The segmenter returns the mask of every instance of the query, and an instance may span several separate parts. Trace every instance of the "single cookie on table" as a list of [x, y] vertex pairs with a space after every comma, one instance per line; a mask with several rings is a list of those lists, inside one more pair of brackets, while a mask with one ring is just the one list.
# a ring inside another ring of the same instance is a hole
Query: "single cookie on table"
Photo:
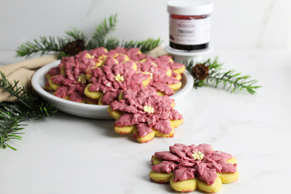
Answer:
[[136, 73], [136, 65], [132, 60], [120, 63], [109, 57], [100, 68], [92, 70], [92, 83], [86, 87], [84, 94], [91, 98], [99, 99], [99, 104], [108, 105], [118, 99], [121, 91], [130, 84], [145, 86], [148, 84], [150, 75]]
[[116, 120], [114, 128], [117, 133], [133, 132], [139, 142], [144, 143], [155, 136], [173, 137], [174, 128], [183, 123], [183, 117], [173, 108], [174, 100], [157, 95], [152, 87], [139, 91], [127, 89], [122, 94], [123, 99], [113, 101], [107, 108]]
[[152, 157], [149, 175], [155, 181], [169, 182], [176, 191], [198, 189], [216, 193], [222, 183], [232, 183], [239, 177], [236, 159], [229, 154], [215, 151], [211, 145], [176, 144], [169, 148], [169, 152], [156, 152]]

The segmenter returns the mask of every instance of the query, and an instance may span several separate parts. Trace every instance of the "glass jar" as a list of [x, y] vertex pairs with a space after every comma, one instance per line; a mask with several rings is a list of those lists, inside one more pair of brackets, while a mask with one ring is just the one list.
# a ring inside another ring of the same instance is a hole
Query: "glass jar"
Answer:
[[167, 5], [170, 47], [188, 51], [207, 48], [212, 3], [203, 0], [175, 0]]

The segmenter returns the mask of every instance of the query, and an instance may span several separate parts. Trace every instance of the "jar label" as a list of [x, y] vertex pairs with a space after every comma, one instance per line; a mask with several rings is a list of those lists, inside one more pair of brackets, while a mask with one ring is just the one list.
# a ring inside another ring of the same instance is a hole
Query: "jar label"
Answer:
[[170, 18], [170, 41], [184, 45], [205, 44], [210, 40], [210, 17], [198, 19]]

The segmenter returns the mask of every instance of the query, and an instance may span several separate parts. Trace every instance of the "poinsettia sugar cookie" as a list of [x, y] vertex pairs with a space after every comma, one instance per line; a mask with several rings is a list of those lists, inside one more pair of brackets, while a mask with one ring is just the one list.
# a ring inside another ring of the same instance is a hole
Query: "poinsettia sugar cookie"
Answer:
[[128, 89], [123, 98], [111, 102], [107, 110], [116, 120], [114, 131], [121, 134], [133, 132], [141, 143], [151, 140], [155, 136], [172, 137], [174, 127], [181, 124], [183, 117], [173, 108], [174, 100], [161, 96], [152, 87], [139, 91]]
[[45, 90], [47, 91], [54, 91], [55, 90], [49, 85], [49, 83], [48, 80], [47, 80], [45, 82], [45, 86], [43, 86], [43, 89], [45, 89]]
[[215, 151], [211, 145], [186, 146], [176, 144], [169, 151], [156, 152], [152, 157], [151, 179], [169, 183], [176, 191], [190, 192], [196, 189], [216, 193], [222, 184], [237, 180], [236, 159], [231, 155]]
[[85, 88], [84, 94], [92, 99], [101, 98], [99, 104], [108, 105], [118, 99], [121, 90], [131, 83], [145, 86], [149, 82], [150, 76], [136, 73], [136, 65], [132, 60], [120, 63], [109, 57], [100, 68], [92, 70], [92, 83]]

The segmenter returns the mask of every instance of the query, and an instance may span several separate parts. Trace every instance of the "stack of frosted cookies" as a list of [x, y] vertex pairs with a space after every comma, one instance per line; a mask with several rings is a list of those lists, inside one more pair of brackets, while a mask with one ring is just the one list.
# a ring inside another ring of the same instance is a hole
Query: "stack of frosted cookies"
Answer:
[[108, 105], [127, 88], [151, 86], [157, 95], [170, 96], [181, 87], [182, 64], [167, 56], [155, 58], [137, 48], [104, 47], [63, 57], [47, 74], [46, 90], [78, 102]]

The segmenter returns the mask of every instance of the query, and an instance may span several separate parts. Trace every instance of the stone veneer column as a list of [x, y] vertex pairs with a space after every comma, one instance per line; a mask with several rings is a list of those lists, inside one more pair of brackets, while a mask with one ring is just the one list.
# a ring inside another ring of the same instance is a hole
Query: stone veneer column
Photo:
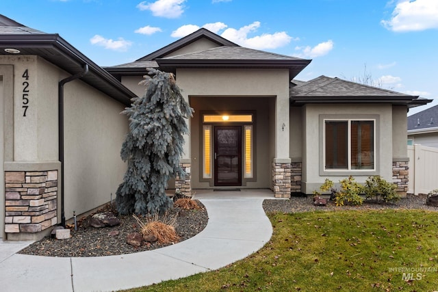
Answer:
[[290, 163], [272, 163], [272, 189], [275, 198], [290, 198]]
[[302, 168], [301, 162], [292, 162], [291, 163], [291, 186], [292, 193], [301, 192], [301, 175], [302, 174]]
[[392, 181], [397, 186], [397, 192], [402, 196], [406, 196], [409, 183], [409, 161], [393, 161]]
[[179, 189], [184, 196], [192, 196], [192, 174], [190, 174], [190, 163], [180, 163], [179, 165], [185, 172], [185, 176], [183, 178], [177, 176], [175, 178], [175, 189]]
[[57, 224], [57, 170], [5, 172], [5, 233], [36, 233]]

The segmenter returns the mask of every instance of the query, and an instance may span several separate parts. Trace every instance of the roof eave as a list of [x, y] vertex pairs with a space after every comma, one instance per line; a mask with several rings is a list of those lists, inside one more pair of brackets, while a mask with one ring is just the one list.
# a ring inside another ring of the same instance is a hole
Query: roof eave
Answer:
[[159, 68], [166, 70], [176, 68], [257, 68], [288, 69], [292, 80], [311, 60], [308, 59], [157, 59]]
[[413, 129], [408, 130], [408, 134], [427, 134], [429, 133], [438, 132], [438, 127], [432, 127], [430, 128]]
[[[125, 87], [114, 77], [77, 51], [57, 34], [1, 35], [0, 49], [3, 49], [6, 46], [22, 51], [23, 53], [19, 55], [38, 55], [72, 75], [81, 71], [83, 64], [87, 64], [90, 68], [90, 72], [88, 75], [81, 78], [84, 82], [98, 88], [126, 105], [130, 105], [131, 98], [136, 97], [134, 93]], [[36, 49], [40, 49], [38, 53], [26, 53]], [[3, 55], [7, 55], [6, 53]], [[69, 62], [68, 64], [66, 62], [62, 62], [57, 55], [62, 55], [66, 58], [66, 59], [73, 63], [75, 68], [73, 69], [69, 67], [68, 65], [71, 65], [71, 63]], [[109, 87], [95, 86], [92, 83], [92, 78], [90, 77], [90, 74], [93, 75], [94, 78], [107, 84]]]
[[292, 105], [302, 105], [309, 103], [391, 103], [392, 105], [408, 105], [417, 96], [292, 96]]

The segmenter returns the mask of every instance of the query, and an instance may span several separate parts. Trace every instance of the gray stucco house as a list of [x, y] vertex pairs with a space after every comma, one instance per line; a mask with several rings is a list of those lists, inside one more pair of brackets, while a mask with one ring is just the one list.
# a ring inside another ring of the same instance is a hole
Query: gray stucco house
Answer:
[[311, 194], [326, 178], [380, 174], [407, 189], [407, 113], [430, 101], [321, 76], [311, 60], [244, 48], [205, 29], [101, 68], [56, 34], [0, 15], [0, 235], [38, 238], [108, 202], [126, 165], [120, 115], [153, 67], [194, 109], [170, 188]]

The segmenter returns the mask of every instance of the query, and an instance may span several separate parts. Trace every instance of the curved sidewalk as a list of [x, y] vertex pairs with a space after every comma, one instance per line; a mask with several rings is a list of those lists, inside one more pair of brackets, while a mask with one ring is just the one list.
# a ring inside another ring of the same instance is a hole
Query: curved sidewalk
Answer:
[[0, 245], [2, 291], [104, 291], [150, 285], [214, 270], [244, 258], [270, 239], [263, 200], [267, 190], [201, 191], [209, 222], [196, 236], [175, 245], [136, 254], [56, 258], [14, 254]]

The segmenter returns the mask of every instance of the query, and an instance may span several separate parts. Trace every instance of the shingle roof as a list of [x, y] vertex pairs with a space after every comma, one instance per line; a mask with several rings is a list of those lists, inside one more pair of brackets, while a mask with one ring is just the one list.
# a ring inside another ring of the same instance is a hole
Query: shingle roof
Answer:
[[223, 46], [201, 52], [164, 57], [162, 59], [302, 60], [303, 59], [244, 48], [242, 47]]
[[418, 98], [417, 96], [405, 94], [324, 75], [296, 86], [291, 84], [289, 92], [291, 102], [296, 105], [324, 103], [378, 103], [414, 107], [431, 101], [428, 99]]
[[173, 42], [172, 43], [169, 44], [167, 46], [155, 51], [155, 52], [152, 52], [150, 54], [148, 54], [144, 57], [138, 59], [137, 61], [152, 61], [157, 58], [163, 57], [165, 55], [175, 52], [175, 51], [177, 51], [179, 49], [185, 47], [188, 44], [191, 44], [192, 42], [196, 42], [196, 40], [203, 38], [207, 38], [213, 42], [216, 42], [219, 46], [239, 47], [238, 44], [235, 44], [233, 42], [230, 42], [229, 40], [222, 38], [222, 36], [218, 36], [203, 27], [198, 29], [195, 32], [185, 36], [184, 38]]
[[0, 34], [44, 34], [43, 31], [27, 27], [4, 15], [0, 14]]
[[291, 95], [293, 96], [411, 96], [392, 90], [324, 75], [292, 88]]
[[408, 131], [438, 127], [438, 105], [408, 117]]

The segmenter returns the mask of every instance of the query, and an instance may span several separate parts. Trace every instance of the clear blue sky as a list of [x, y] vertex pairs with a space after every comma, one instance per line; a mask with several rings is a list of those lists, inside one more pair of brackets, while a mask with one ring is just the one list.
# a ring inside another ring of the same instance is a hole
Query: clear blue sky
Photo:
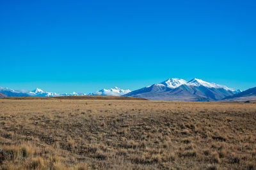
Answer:
[[255, 1], [0, 2], [0, 87], [256, 86]]

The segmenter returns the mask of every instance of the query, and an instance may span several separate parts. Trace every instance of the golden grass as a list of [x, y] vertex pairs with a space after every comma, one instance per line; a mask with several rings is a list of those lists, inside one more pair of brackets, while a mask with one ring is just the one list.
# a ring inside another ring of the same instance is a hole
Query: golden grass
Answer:
[[255, 169], [256, 104], [0, 99], [0, 169]]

══════

[REQUIREMENT]: Rescale the data from its first line up to and including the line with "152], [156, 152]]": write out every line again with the requests, multiplying each vertex coordinate in the answers by 2.2 and rounding to whole numbers, halves up. Leave the pictures out of your answer.

[FINAL RESULT]:
The segmenter returns the mask of every instance of the query, and an instance may span several separate parts. Trace every instance of the "single cookie on table" as a list of [x, y] vertex pairs with a space after every comma, one instance per line; a mask with several rings is a list of those lists, inside one more pair of brackets, while a mask with one ring is just the one list.
# a ring inside another ring of the same instance is a hole
Query: "single cookie on table"
Photo:
Answer:
[[299, 161], [299, 143], [290, 132], [264, 139], [240, 125], [220, 150], [202, 154], [202, 183], [189, 191], [185, 207], [200, 216], [218, 218], [218, 229], [238, 231], [260, 218], [266, 200], [286, 185], [319, 189], [326, 185], [330, 165]]
[[255, 264], [251, 282], [257, 293], [293, 290], [306, 312], [317, 315], [341, 299], [381, 301], [383, 282], [403, 271], [403, 257], [381, 238], [383, 220], [345, 209], [334, 191], [306, 200], [279, 196], [268, 207], [271, 218], [249, 222], [235, 238]]
[[334, 345], [328, 385], [341, 398], [372, 400], [387, 420], [436, 416], [475, 425], [488, 403], [510, 403], [526, 389], [519, 350], [504, 339], [473, 332], [464, 319], [387, 317], [372, 326], [372, 334], [343, 334]]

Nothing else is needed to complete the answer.